#### Written task
Copy out the lines from the one containing "[Batch spec] Target class: carriage wheel." to the one containing "[[13, 187, 44, 214]]", reproducing them precisely as they stand in the records.

┌────────

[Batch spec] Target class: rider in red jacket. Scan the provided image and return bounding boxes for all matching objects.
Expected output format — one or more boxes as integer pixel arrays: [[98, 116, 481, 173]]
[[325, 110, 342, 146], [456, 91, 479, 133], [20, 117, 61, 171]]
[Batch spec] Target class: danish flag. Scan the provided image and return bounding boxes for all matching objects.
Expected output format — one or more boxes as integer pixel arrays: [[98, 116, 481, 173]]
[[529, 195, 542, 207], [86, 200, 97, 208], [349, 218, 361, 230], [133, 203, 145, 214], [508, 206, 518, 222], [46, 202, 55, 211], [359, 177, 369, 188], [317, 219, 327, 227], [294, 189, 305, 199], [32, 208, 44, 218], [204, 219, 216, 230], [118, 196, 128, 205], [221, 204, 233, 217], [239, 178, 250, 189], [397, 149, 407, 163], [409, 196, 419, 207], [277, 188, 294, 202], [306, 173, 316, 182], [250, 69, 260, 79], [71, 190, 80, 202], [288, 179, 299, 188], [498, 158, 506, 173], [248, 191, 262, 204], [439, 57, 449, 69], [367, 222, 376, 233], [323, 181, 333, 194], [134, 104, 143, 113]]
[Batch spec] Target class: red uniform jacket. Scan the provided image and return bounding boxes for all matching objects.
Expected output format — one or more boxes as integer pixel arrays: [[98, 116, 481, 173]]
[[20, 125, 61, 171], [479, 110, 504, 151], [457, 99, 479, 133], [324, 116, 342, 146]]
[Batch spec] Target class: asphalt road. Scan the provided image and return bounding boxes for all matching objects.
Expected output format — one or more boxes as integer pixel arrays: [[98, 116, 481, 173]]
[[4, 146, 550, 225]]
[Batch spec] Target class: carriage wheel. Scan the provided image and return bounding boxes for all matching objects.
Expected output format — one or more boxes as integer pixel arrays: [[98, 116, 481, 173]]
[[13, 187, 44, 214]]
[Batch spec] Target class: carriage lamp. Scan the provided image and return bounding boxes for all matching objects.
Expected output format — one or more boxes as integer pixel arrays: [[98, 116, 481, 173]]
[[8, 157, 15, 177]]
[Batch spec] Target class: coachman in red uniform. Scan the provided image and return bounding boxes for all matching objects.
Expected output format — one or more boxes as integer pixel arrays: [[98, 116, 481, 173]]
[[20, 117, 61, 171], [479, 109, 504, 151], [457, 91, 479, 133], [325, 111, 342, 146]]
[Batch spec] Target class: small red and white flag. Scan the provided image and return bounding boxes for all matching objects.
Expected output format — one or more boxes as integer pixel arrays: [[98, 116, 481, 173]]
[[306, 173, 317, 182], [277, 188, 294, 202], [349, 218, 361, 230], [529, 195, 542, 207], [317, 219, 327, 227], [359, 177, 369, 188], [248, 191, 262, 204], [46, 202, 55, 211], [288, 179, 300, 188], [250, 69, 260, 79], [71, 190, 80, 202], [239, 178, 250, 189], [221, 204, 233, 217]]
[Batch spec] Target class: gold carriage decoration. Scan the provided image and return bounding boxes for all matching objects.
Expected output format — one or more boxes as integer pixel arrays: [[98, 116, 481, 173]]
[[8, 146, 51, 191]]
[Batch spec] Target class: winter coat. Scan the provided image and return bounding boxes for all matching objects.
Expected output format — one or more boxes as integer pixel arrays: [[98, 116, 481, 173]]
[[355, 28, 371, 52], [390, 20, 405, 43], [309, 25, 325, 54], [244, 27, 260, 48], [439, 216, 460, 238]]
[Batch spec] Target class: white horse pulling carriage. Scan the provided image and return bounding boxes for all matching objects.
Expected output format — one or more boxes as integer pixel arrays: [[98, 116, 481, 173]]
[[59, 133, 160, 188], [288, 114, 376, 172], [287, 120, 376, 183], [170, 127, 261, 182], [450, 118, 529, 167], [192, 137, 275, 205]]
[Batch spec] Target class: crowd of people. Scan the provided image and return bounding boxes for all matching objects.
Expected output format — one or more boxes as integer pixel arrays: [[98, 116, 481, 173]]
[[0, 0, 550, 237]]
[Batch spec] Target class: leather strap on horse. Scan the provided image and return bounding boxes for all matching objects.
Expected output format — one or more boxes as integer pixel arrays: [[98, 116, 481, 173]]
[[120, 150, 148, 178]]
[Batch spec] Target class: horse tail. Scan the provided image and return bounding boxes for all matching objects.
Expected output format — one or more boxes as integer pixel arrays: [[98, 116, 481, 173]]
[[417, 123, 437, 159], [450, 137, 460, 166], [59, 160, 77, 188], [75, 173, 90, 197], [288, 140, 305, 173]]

└────────
┌────────

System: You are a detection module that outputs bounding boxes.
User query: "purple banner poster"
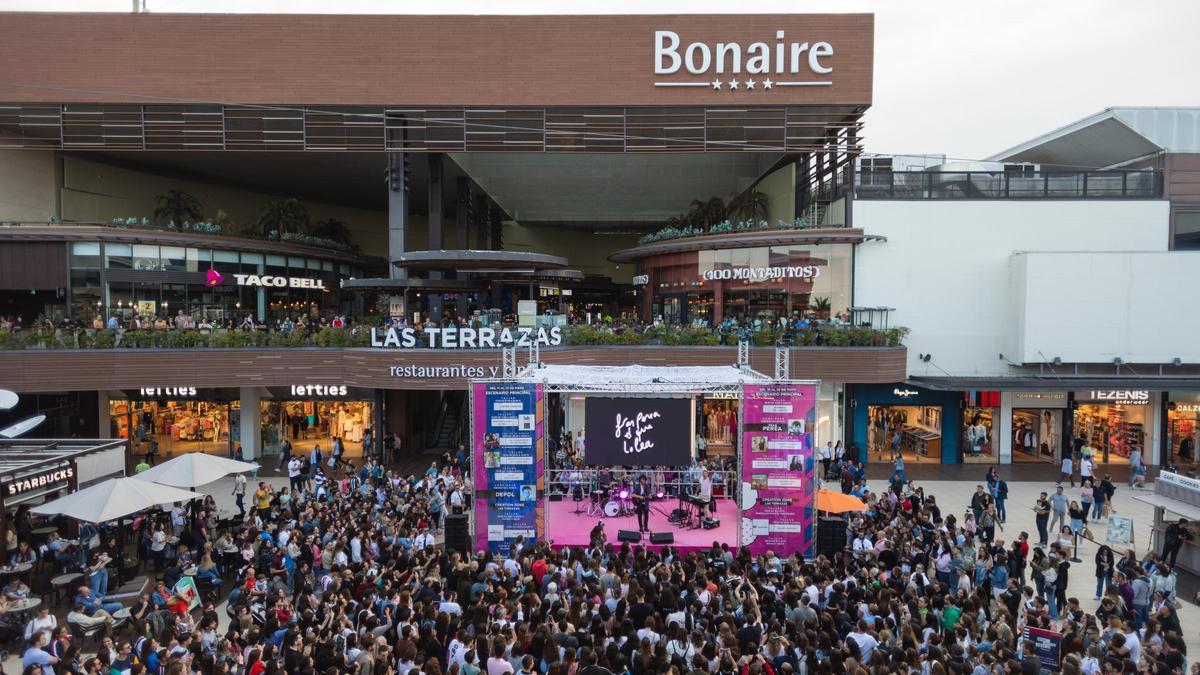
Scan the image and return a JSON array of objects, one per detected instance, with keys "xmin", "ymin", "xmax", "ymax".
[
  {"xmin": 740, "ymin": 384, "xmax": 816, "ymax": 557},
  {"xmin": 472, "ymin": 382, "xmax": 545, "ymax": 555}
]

└────────

#### The output
[Batch spec] Target class: carriage wheel. Scan the provided image and return bounding boxes for all matching objects.
Expected output format — one or more boxes as integer pixel arrays: [[98, 116, 481, 173]]
[[13, 187, 44, 214]]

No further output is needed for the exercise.